Saved entries
________________________
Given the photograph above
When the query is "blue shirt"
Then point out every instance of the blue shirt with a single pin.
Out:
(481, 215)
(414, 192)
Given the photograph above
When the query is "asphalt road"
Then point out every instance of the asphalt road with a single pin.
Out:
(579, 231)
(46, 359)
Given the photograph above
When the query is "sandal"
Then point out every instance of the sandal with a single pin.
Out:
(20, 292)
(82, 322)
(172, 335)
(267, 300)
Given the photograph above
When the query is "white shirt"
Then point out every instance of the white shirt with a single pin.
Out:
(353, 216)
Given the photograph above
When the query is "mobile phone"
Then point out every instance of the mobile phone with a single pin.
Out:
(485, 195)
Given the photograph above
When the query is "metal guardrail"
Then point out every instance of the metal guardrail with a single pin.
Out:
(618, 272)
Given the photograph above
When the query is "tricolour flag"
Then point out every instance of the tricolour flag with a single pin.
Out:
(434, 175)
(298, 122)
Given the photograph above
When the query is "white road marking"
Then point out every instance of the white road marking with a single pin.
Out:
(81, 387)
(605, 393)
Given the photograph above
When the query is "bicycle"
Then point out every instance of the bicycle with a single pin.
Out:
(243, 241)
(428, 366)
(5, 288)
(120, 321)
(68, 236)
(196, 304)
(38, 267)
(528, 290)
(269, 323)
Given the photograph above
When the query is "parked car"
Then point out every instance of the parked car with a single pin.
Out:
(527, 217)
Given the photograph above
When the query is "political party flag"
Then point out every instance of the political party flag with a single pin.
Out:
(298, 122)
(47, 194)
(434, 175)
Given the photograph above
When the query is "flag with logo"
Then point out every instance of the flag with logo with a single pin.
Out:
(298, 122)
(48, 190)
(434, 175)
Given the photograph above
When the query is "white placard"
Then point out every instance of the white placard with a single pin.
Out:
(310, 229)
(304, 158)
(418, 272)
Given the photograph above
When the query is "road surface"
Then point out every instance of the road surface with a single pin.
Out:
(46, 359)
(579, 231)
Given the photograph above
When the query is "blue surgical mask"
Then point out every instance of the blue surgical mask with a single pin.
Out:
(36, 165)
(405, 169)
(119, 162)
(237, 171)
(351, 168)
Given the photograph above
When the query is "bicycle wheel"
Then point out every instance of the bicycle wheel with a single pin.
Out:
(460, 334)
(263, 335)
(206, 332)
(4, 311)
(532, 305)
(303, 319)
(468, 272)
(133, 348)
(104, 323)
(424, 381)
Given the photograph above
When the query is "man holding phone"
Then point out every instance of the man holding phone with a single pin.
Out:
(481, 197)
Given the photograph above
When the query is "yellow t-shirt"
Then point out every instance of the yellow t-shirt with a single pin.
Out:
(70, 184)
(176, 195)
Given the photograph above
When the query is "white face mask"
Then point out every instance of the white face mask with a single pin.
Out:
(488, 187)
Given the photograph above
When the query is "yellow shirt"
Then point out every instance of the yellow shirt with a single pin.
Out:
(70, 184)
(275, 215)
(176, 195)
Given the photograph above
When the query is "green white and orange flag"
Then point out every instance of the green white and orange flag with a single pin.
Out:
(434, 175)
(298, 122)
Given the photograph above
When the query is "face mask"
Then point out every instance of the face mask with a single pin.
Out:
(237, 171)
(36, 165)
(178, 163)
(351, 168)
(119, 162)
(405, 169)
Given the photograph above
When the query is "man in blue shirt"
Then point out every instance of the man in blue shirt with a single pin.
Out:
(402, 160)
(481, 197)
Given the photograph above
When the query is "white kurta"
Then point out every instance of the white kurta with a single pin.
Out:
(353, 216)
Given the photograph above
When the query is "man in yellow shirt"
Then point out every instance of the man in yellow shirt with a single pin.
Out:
________________________
[WORK INSTRUCTIONS]:
Repeat all of the records verbatim, leaving nothing out.

[WRITTEN RESPONSE]:
Given the photograph above
When the query is "blue shirt"
Then point out every instance of the blue shirt with a single pin.
Out:
(481, 215)
(414, 192)
Given the photograph above
When the query is "asphalt road"
Then point out every instance of the asphalt road with a single pin.
Out:
(579, 231)
(46, 359)
Given the photograph above
When the query is "sandal"
Then point out every instance of the sandal with a single pin.
Out:
(20, 292)
(82, 322)
(172, 335)
(267, 300)
Given the photograph above
When the query is "white shirt"
Then point out every instance of the white shirt with a single pin.
Out:
(353, 216)
Given the photograph above
When the query is "mobile phone"
Then point out every instance of the mobile phone with a single pin.
Out:
(485, 195)
Given the photograph above
When the query is "metal guardrail"
Then point out every instance of the metal guardrail with a single pin.
Out:
(618, 272)
Given the photograph above
When the query is "tricolour flag"
Then point out every instance of the tricolour flag with a single pin.
Out:
(434, 175)
(298, 122)
Given the photograph above
When the query is "white road marking"
Then point out every instance of the white road marking with a single pin.
Out:
(81, 387)
(605, 393)
Given the photograph above
When the query is "bicycle"
Then point out every instance of the bicycle with a single pin.
Out:
(243, 241)
(428, 366)
(5, 288)
(120, 321)
(68, 236)
(196, 304)
(38, 267)
(528, 290)
(269, 323)
Given the photograph above
When the query is "parked car"
Then point out every instance of the parked car with a single pin.
Out:
(527, 217)
Given the photograph above
When the query is "political party flag"
Then point out every instance of the political party flag with a single pin.
Out:
(298, 122)
(47, 194)
(434, 175)
Given the photograph above
When the query is "flag with logo"
Then point out every instance of the flag with logo with a single pin.
Out:
(298, 122)
(48, 190)
(434, 175)
Given the photograph above
When the query is "white placard"
Then point out every instance of the white placard with a single pin.
Out:
(310, 229)
(304, 158)
(418, 272)
Given the photograph above
When the query is "road surface"
Then point out every instance of the road surface with a single pin.
Out:
(46, 359)
(579, 231)
Given the photograph above
When the query is "blue surgical mask"
Then point out every instance of the blue surgical mask with a single pin.
Out:
(36, 165)
(405, 169)
(119, 162)
(237, 171)
(351, 168)
Given the photograph above
When the query is "bicycle wheel"
Then point out every instance of the bicycle wheel with a single pin.
Out:
(460, 334)
(263, 335)
(206, 332)
(4, 311)
(532, 305)
(303, 319)
(468, 272)
(133, 348)
(104, 323)
(424, 381)
Given the photograph above
When the query is "man holding phone"
Then point out every instance of the man holding phone with a single pin.
Out:
(481, 197)
Given the photograph above
When the query is "yellow t-shirt"
Then point out every instance of the yellow t-shirt with a single pin.
Out:
(70, 184)
(176, 195)
Given the photograph above
When the query is "white face mask"
Then point out every instance of the white face mask with a single pin.
Out:
(488, 187)
Given the photograph above
When the query is "yellow shirt"
Then point out every instance of the yellow shirt with a single pin.
Out:
(70, 184)
(275, 215)
(176, 195)
Given the photograph above
When the query is "green white and orange flag"
Then point out every instance of the green white and orange flag with a single pin.
Out:
(434, 175)
(298, 122)
Given the photograph above
When the query is "face mask"
Then point out every instance of the face mask with a single pin.
Out:
(237, 171)
(36, 165)
(178, 163)
(351, 168)
(119, 162)
(405, 169)
Given the photograph above
When the query is "man in blue shirt"
Then point out every instance of the man in blue shirt with a single pin.
Out:
(402, 160)
(481, 197)
Given the photograph above
When the query is "white kurta"
Then point out every instance of the white kurta with a single pin.
Out:
(353, 216)
Given the photograph above
When the query is "man in yellow shirt"
Then point out every instance of the man in yellow shirt with a single pin.
Out:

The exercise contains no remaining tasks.